* _Questions to answer_
1. Reproduce word for word the part of the post below about automating a weekly update newsletter, starting with "The format would" and going on through "a protocol substrate’.".
2. In the post below about automating a weekly update newsletter, what format does the per-account highlights idea allow for each person?
Study text Block Start
The AI-assistance track is well worth exploring, but it’s worth noting that this type of automation could also work with a much more basic feed aggregator that simply asks projects to list their update feeds (blog rss, mastodon, github releases etc.) and it’d create summaries for projects by simply linking out to their updates for the past month.

Here’s a working proof-of-concept for exactly that:

What I imagine an AI assistance flow could add to this is semantic curation by grouping related updates together under shared headings and lists.

As has been mentioned, LLMs love to jab and expound, and the job-to-be-done here is actually the opposite. We wanna push a bunch of feeds through a salience filter that leaves only the essentials.

The good thing about a weekly newsletter is that the worst case scenario is simply an uninteresting article, so there’s a lot of leeway here to simply try some stuff.

In the spirit of trying some stuff, here’s on approach I’d like to see attempted:

Per-account highlights

Every week theres an auto-generated update that simply lists out the latest updates from every single Atmosphere dev/advocate in compressed form, which would likely amount to ~50 people at the least.

The format would be strictly succinct, only allowing a single most-noteworthy post embed followed by a list of three other noteworthy updates.

E.g.

erlend.sh

https://bsky.app/profile/erlend.sh/post/3mdnjcq5bik2c

  • three
  • other
  • things

And with that data, maybe the AI could attempt to detect a theme for the past week’s work, like ‘this week many people made progress on group-spaces as a protocol substrate’.

Note: Some bots (autonomous machine agents) might show up in this thread to assist in this effort, as I put a call out and some bots have answered already.

I share many people’s skepticism that this could prove to be a difficult task for the agents, but we can experiment & iterate very cheaply so it’s worth a shot.

Also, if we can get a handful of bots to all do this then they can start cross-checking their outputs for further refinements.
Study text Block End
Extracted data Block Start
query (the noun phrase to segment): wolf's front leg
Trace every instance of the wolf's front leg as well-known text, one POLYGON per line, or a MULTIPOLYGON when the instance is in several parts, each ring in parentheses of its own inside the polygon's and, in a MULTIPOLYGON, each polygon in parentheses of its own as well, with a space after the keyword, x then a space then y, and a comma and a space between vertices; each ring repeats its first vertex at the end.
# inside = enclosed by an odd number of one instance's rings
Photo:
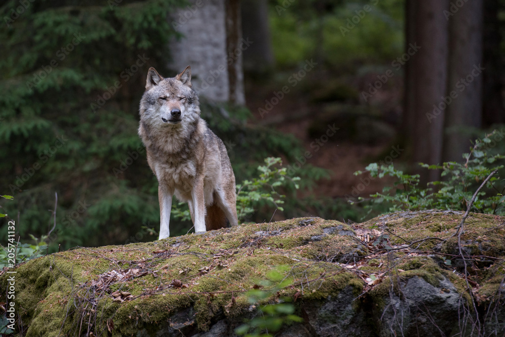
POLYGON ((205 202, 204 199, 204 180, 198 179, 191 192, 194 208, 195 233, 205 232, 205 202))
POLYGON ((172 198, 173 191, 162 186, 158 186, 158 199, 160 200, 160 237, 158 240, 170 236, 168 225, 170 223, 170 212, 172 211, 172 198))

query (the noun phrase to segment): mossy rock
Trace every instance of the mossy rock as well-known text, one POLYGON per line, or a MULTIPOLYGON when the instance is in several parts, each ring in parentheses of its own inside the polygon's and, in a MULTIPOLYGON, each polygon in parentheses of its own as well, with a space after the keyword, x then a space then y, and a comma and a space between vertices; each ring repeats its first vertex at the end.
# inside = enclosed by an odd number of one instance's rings
POLYGON ((302 218, 76 249, 3 270, 0 301, 14 275, 16 331, 29 336, 234 335, 258 305, 285 301, 304 321, 276 335, 452 335, 477 318, 502 334, 505 218, 471 213, 458 241, 462 216, 302 218), (251 304, 252 289, 266 298, 251 304))

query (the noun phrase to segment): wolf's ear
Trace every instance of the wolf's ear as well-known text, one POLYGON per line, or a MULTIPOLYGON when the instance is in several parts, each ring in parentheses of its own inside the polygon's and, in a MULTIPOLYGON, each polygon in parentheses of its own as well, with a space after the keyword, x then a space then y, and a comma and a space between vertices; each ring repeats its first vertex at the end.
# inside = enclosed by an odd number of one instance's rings
POLYGON ((191 67, 188 66, 184 71, 175 77, 176 80, 179 80, 182 82, 183 84, 185 84, 191 88, 191 67))
POLYGON ((147 71, 147 79, 145 81, 145 90, 148 90, 155 85, 158 85, 163 78, 158 73, 156 70, 152 67, 147 71))

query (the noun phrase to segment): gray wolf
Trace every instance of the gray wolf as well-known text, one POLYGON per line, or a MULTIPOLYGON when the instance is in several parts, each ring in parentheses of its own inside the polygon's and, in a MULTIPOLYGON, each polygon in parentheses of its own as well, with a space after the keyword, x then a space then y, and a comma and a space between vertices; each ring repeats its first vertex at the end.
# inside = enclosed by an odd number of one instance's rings
POLYGON ((164 78, 149 68, 138 134, 158 179, 159 239, 170 236, 174 195, 187 202, 195 232, 236 226, 235 176, 222 141, 200 117, 191 68, 164 78))

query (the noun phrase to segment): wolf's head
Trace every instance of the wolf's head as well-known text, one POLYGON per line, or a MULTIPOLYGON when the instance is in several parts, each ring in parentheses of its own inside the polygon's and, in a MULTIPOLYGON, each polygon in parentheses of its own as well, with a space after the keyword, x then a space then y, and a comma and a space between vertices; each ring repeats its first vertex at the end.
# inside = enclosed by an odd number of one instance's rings
POLYGON ((152 126, 185 124, 200 115, 198 96, 191 89, 191 68, 175 77, 163 78, 151 67, 140 100, 140 118, 152 126))

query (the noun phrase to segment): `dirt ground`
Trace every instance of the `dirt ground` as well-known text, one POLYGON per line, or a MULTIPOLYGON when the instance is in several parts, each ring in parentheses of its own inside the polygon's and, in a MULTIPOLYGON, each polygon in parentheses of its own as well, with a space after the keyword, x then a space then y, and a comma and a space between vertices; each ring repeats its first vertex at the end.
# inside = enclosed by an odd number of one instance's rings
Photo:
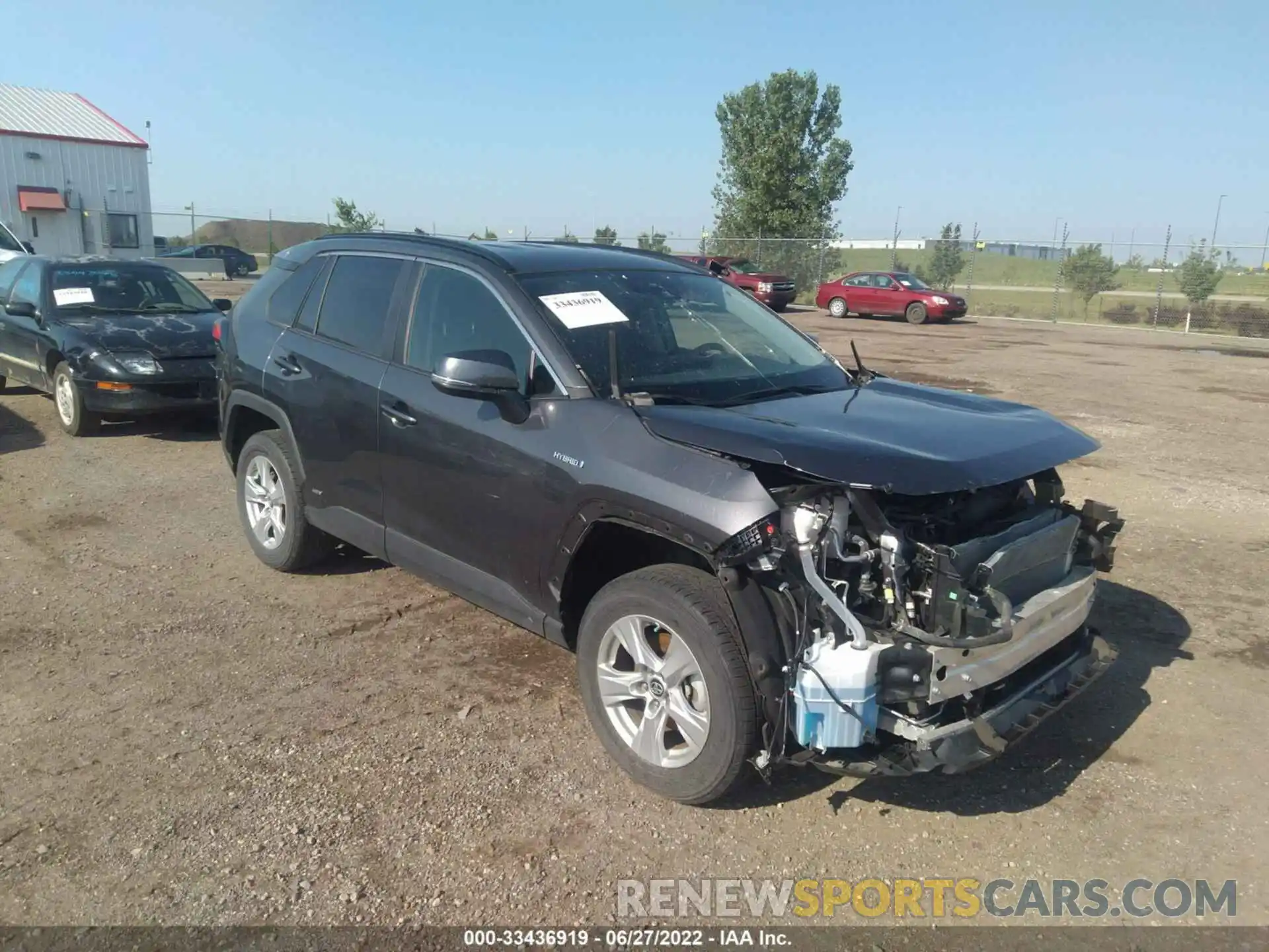
POLYGON ((1063 475, 1128 519, 1095 609, 1121 660, 1024 745, 660 801, 565 651, 374 560, 260 565, 214 425, 70 439, 5 391, 0 922, 566 925, 610 922, 618 878, 1143 876, 1237 880, 1237 920, 1269 923, 1269 350, 794 320, 1104 443, 1063 475))

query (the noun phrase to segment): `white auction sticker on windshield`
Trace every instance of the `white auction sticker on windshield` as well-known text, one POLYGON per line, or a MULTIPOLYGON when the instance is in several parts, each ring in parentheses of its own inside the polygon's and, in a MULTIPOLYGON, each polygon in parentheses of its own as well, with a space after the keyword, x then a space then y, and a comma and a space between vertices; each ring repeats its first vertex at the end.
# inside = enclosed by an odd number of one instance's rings
POLYGON ((542 303, 569 330, 591 327, 596 324, 622 324, 629 317, 622 314, 617 305, 604 297, 600 291, 571 291, 567 294, 543 294, 542 303))
POLYGON ((93 288, 53 288, 53 303, 58 307, 90 305, 93 303, 93 288))

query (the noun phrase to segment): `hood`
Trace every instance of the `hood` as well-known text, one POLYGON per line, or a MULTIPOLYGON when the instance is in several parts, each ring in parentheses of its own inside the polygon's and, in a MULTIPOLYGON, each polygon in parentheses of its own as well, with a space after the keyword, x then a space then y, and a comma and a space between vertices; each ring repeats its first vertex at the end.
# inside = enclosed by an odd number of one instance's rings
POLYGON ((103 350, 145 350, 156 359, 213 357, 212 325, 220 311, 199 314, 95 314, 58 317, 103 350))
POLYGON ((876 378, 736 407, 637 407, 659 437, 904 495, 1023 479, 1099 443, 1043 410, 876 378))

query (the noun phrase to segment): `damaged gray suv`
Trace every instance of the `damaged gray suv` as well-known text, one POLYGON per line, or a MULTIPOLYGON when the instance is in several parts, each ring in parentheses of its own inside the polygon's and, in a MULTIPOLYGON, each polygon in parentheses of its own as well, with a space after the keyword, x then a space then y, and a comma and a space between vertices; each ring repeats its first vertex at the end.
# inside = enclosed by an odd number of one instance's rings
POLYGON ((957 772, 1100 675, 1122 528, 1027 406, 843 366, 621 248, 338 235, 222 317, 247 542, 340 542, 576 652, 608 753, 687 803, 783 763, 957 772))

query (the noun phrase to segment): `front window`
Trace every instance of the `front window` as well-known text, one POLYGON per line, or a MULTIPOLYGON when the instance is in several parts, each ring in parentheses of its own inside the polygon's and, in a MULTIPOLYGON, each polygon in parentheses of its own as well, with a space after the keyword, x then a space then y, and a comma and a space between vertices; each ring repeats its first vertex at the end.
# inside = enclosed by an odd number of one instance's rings
POLYGON ((742 404, 850 386, 836 362, 798 331, 703 274, 562 272, 525 275, 520 284, 542 302, 600 395, 612 390, 610 335, 621 391, 665 402, 742 404))
POLYGON ((168 268, 85 261, 58 264, 49 277, 52 305, 70 314, 183 314, 214 311, 202 291, 168 268))
POLYGON ((105 227, 109 239, 107 244, 110 248, 141 248, 137 237, 137 216, 112 212, 105 216, 105 227))
POLYGON ((929 291, 930 286, 924 281, 917 278, 915 274, 896 274, 895 281, 902 284, 909 291, 929 291))

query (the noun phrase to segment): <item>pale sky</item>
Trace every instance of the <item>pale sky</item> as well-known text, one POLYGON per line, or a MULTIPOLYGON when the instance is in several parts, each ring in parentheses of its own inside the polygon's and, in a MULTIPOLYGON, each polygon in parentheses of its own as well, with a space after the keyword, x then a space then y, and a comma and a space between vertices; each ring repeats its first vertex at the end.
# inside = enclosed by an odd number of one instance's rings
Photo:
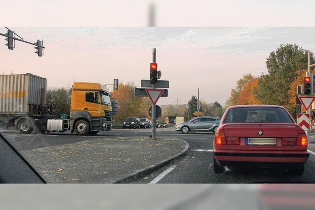
POLYGON ((0 26, 144 27, 149 4, 156 26, 314 26, 314 0, 10 0, 0 26))
MULTIPOLYGON (((0 32, 5 33, 4 28, 0 32)), ((16 42, 11 51, 0 39, 0 73, 32 74, 48 87, 75 81, 112 83, 150 78, 152 49, 168 97, 158 104, 186 103, 200 89, 201 99, 224 105, 245 74, 267 72, 266 58, 281 44, 315 51, 314 28, 18 28, 25 40, 43 40, 42 58, 32 45, 16 42)), ((110 87, 111 88, 111 87, 110 87)))

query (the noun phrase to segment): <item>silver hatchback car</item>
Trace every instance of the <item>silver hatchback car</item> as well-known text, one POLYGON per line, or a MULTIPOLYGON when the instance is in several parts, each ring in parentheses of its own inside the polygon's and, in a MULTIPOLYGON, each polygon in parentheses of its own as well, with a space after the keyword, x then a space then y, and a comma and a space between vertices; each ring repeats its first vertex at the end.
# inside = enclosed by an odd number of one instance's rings
POLYGON ((220 123, 220 119, 204 116, 194 118, 187 122, 175 125, 175 130, 188 133, 189 131, 210 131, 215 133, 220 123))

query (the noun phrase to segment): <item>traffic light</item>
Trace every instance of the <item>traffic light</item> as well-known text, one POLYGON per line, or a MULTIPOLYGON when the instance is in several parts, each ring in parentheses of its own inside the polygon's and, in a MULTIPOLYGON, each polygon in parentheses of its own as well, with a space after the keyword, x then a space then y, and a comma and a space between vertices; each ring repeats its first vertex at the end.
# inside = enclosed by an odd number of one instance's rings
Extracted data Block End
* _Solutions in order_
1.
The format would be strictly succinct, only allowing a single most-noteworthy post embed followed by a list of three other noteworthy updates.

E.g.

erlend.sh

https://bsky.app/profile/erlend.sh/post/3mdnjcq5bik2c

  • three
  • other
  • things

And with that data, maybe the AI could attempt to detect a theme for the past week’s work, like ‘this week many people made progress on group-spaces as a protocol substrate’.

2. A single most-noteworthy post embed followed by a list of three other noteworthy updates.